Per quanto riguarda la questione dei bambini, gli aiuti umanitari dei convogli che avete inviato includevano i «Pampers» – pannolini monouso, una nota marca di pannolini usa e getta – perché qui non ce n'erano, mancano. E noi, membri del sindacato, li abbiamo distribuiti e le compagne molto riconoscenti ci hanno detto: Bene, quanto ti devo, quanto è? No, niente, è l'aiuto solidale di altri colleghi! Oh! [rispondono], sorprese che qualcosa possa essere gratuito in questa situazione in cui fanno pagare tutto, anche le uniformi dei soldati. Ci sono anche affari di guerra. E così, il sindacato, con questo aiuto, ha dimostrato di essere utile per il bisogno delle madri che hanno bambini. Spaziba, spaziba (grazie, grazie), mia cara!, dicono. Tutte le compagne inviano a voi, a tutti coloro che hanno organizzato il convoglio, un enorme grazie, molto grande, dalle compagne di base che sono qui. Io, per esempio, ho mia madre inferma e ho ricevuto una piccola quantità di aiuti umanitari che hanno distribuito dalla città. Ora la situazione si fa molto più pesante perché con i bombardamenti interrompono l'acqua ogni quattro ore, quindi dobbiamo raccogliere l'acqua; manca la corrente e diventa molto più pesante organizzare la vita della casa e della famiglia. Mia madre vive con me e quindi devo prendermi cura di lei. Mia madre ha 74 anni e non esce di casa, è in una situazione di grande dipendenza e qualcuno deve costantemente provvedere ad aiutarla. C'è anche un grosso problema con i ragazzi che sono a casa e non possono andare a scuola. Ci sono molti problemi con la scuola, perché i ragazzi vogliono andare a scuola, ma, beh, con i bombardamenti non si può...

 

Marisa (Pstu, Brasile): Noi qui in Brasile siamo a conoscenza di quella guerra assurda che si sta combattendo lì in Ucraina - che la Russia ha invaso l'Ucraina, e di alcune notizie che sono arrivate qui e che vorrei che tu commentassi - che riguardano la violenza contro le donne in tempo di guerra, perché qui abbiamo un esempio – che non era proprio una guerra ma era come se lo fosse, una guerra contro i poveri – in cui il Brasile ha invaso Haiti per garantire (tra virgolette) «la pace ad Haiti». C'erano più di 2.000 denunce di stupro di donne ad Haiti, e sappiamo che questa pratica è una tattica di guerra, una tattica militare, la violenza contro le donne. Volevo sapere se questo è stato il caso in Ucraina, se anche lì si pratica violenza contro le donne.

- [Compito]:
Rispondi a queste domande in base all'estratto.
(a) Che cosa includevano gli aiuti umanitari dei convogli per i bambini?
(b) Quanti anni ha la madre di chi parla?
(c) Secondo Marisa, quante denunce di stupro di donne c'erano ad Haiti?
Le voci di dati non servono a nulla in questo lavoro.

Voci di dati
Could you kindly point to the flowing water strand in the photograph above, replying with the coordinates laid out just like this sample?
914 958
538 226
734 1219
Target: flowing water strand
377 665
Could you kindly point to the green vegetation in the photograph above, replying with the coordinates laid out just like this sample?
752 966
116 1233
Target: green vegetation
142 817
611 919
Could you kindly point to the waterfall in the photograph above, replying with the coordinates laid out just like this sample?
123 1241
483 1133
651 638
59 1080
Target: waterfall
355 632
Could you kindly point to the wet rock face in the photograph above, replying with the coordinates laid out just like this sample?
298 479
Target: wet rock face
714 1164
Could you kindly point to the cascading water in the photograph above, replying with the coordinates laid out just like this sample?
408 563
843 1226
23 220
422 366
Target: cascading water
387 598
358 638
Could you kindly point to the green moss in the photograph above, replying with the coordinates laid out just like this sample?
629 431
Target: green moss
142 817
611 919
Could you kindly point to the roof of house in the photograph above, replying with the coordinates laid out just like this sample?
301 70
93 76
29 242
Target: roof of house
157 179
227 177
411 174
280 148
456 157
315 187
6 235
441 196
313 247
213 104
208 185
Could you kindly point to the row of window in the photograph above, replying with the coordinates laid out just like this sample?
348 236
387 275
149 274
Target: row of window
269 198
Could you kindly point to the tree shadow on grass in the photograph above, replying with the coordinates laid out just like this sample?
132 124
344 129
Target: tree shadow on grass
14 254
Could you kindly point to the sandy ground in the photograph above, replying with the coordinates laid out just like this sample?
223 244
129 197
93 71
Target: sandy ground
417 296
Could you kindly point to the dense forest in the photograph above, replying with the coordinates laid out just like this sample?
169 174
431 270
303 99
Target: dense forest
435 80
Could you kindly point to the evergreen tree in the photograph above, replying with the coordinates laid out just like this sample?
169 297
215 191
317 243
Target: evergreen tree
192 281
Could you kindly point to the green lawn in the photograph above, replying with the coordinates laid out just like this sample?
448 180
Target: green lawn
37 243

- [Risposta]:
(a) I «Pampers», cioè pannolini monouso.
(b) 74 anni.
(c) Più di 2.000.